AIM OF THE TASK | Please give the data below again in full, exactly as it stands.

DATA |
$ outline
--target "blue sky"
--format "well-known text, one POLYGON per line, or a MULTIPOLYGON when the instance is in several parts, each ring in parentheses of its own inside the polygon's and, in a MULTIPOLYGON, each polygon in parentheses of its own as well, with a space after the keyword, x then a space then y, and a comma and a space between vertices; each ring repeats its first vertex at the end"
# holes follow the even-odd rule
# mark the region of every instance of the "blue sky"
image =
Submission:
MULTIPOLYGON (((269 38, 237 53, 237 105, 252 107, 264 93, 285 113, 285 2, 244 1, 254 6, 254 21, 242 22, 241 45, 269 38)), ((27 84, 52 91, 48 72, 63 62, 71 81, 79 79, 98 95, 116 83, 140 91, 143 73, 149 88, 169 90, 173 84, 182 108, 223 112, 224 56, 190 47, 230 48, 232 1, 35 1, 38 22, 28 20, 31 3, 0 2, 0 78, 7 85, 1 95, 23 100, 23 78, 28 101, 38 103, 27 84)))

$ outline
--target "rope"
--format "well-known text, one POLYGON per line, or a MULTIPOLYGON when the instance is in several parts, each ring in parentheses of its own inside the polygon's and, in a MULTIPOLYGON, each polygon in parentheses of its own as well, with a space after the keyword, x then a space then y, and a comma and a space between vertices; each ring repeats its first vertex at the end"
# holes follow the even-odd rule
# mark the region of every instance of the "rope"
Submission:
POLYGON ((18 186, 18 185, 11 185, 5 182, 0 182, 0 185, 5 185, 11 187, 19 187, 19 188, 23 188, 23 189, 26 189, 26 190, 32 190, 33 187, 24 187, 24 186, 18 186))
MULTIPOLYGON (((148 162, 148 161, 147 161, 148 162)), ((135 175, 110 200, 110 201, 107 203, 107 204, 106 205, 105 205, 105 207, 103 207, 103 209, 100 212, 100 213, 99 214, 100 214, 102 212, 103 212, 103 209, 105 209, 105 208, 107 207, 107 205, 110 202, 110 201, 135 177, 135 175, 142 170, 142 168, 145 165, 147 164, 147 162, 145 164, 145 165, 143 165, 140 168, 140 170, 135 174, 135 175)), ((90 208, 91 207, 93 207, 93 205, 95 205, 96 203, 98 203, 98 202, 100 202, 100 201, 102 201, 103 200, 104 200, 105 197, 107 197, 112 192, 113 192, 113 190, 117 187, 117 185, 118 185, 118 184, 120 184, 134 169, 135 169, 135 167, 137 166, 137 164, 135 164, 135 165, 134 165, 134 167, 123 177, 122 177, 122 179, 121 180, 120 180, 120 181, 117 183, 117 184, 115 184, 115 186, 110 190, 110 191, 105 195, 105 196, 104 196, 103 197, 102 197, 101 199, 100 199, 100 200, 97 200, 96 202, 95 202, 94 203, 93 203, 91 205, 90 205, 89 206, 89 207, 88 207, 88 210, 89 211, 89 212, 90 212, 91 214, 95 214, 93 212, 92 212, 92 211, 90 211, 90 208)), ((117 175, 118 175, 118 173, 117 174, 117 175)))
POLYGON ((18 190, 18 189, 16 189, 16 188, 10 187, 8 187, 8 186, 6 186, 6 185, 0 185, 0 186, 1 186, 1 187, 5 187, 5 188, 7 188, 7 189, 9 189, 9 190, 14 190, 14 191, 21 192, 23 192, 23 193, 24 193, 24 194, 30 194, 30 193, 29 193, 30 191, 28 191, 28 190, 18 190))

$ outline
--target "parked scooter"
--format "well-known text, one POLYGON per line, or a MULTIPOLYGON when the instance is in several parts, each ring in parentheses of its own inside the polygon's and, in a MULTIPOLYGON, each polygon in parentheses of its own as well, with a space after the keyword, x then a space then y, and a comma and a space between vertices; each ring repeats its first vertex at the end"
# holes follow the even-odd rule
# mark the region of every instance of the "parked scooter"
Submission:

SOLUTION TO THE EXERCISE |
$ outline
--target "blue sky"
--format "well-known text, one POLYGON per line, or a MULTIPOLYGON when the instance is in several parts, each ring in parentheses of its own inside the polygon's and, in a MULTIPOLYGON, each polygon in parentheses of its own as well, with a space after the keyword, x then a space then y, and a comma and a space between vertices; each ring repeats its first vertex at the end"
# holes follow the even-odd rule
# mark the region of every instance of the "blue sky"
image =
Submission:
MULTIPOLYGON (((269 38, 237 53, 237 105, 252 107, 264 93, 285 113, 285 2, 244 1, 254 6, 254 21, 242 22, 241 45, 269 38)), ((27 84, 52 91, 48 72, 63 62, 71 81, 79 79, 98 95, 116 83, 140 91, 143 73, 149 88, 169 90, 173 84, 182 108, 223 112, 224 56, 190 47, 230 48, 232 1, 35 1, 38 22, 28 20, 31 3, 0 2, 0 78, 7 85, 1 95, 23 100, 23 78, 28 101, 38 103, 27 84)))

$ outline
--target "rope"
--format "well-known text, one POLYGON per line, or a MULTIPOLYGON when the instance is in several parts, each ring in parentheses of its own inside the polygon's and, in a MULTIPOLYGON, each polygon in parentheses of its own as well, with a space after the keyword, x then a space then y, and a comma and a space between vertices; each ring repeats its first vertex at the end"
# holes follow the even-odd rule
# mark the region of every instance of the "rope"
Submission:
POLYGON ((18 186, 18 185, 11 185, 5 182, 0 182, 0 185, 5 185, 11 187, 19 187, 19 188, 23 188, 23 189, 26 189, 26 190, 32 190, 33 187, 24 187, 24 186, 18 186))
MULTIPOLYGON (((148 162, 148 161, 147 161, 148 162)), ((135 175, 110 200, 110 201, 107 203, 107 204, 106 205, 105 205, 105 207, 103 207, 103 209, 100 212, 100 213, 99 214, 100 214, 102 212, 103 212, 103 209, 105 209, 105 208, 107 207, 107 205, 110 202, 110 201, 135 177, 135 175, 142 170, 142 168, 145 165, 147 164, 147 162, 145 164, 145 165, 143 165, 140 168, 140 170, 135 174, 135 175)), ((90 208, 91 207, 93 207, 93 205, 95 205, 96 203, 98 203, 98 202, 100 202, 100 201, 102 201, 103 200, 104 200, 105 197, 107 197, 112 192, 113 192, 113 190, 117 187, 117 185, 118 185, 118 184, 120 184, 134 169, 135 169, 135 167, 137 166, 137 164, 135 164, 135 165, 134 165, 134 167, 123 177, 122 177, 122 179, 121 180, 120 180, 120 181, 117 183, 117 184, 115 184, 115 186, 110 190, 110 191, 105 195, 105 196, 104 196, 103 197, 102 197, 101 199, 100 199, 100 200, 97 200, 96 202, 95 202, 94 203, 93 203, 91 205, 90 205, 89 206, 89 207, 88 207, 88 210, 89 211, 89 212, 90 212, 91 214, 95 214, 93 212, 92 212, 92 211, 90 211, 90 208)), ((117 175, 118 175, 118 173, 117 174, 117 175)))
POLYGON ((18 190, 18 189, 16 189, 16 188, 10 187, 8 187, 8 186, 6 186, 6 185, 0 185, 0 186, 1 186, 1 187, 5 187, 5 188, 7 188, 7 189, 9 189, 9 190, 14 190, 14 191, 21 192, 23 192, 23 193, 24 193, 24 194, 30 194, 30 193, 29 193, 30 191, 28 191, 28 190, 18 190))

$ outline
--target "parked scooter"
--format "well-known text, one POLYGON per line, or a MULTIPOLYGON when the instance is in several parts, each ring in parentheses of its own inside the polygon's and, in a MULTIPOLYGON, each polygon in parentheses of its own as well, with a space after the keyword, x then a space then y, and a comma and a space between vertices; each ring repeats its first vertex at the end"
# holes follow the even-odd rule
# mark the region of every instance of the "parked scooter"
Submission:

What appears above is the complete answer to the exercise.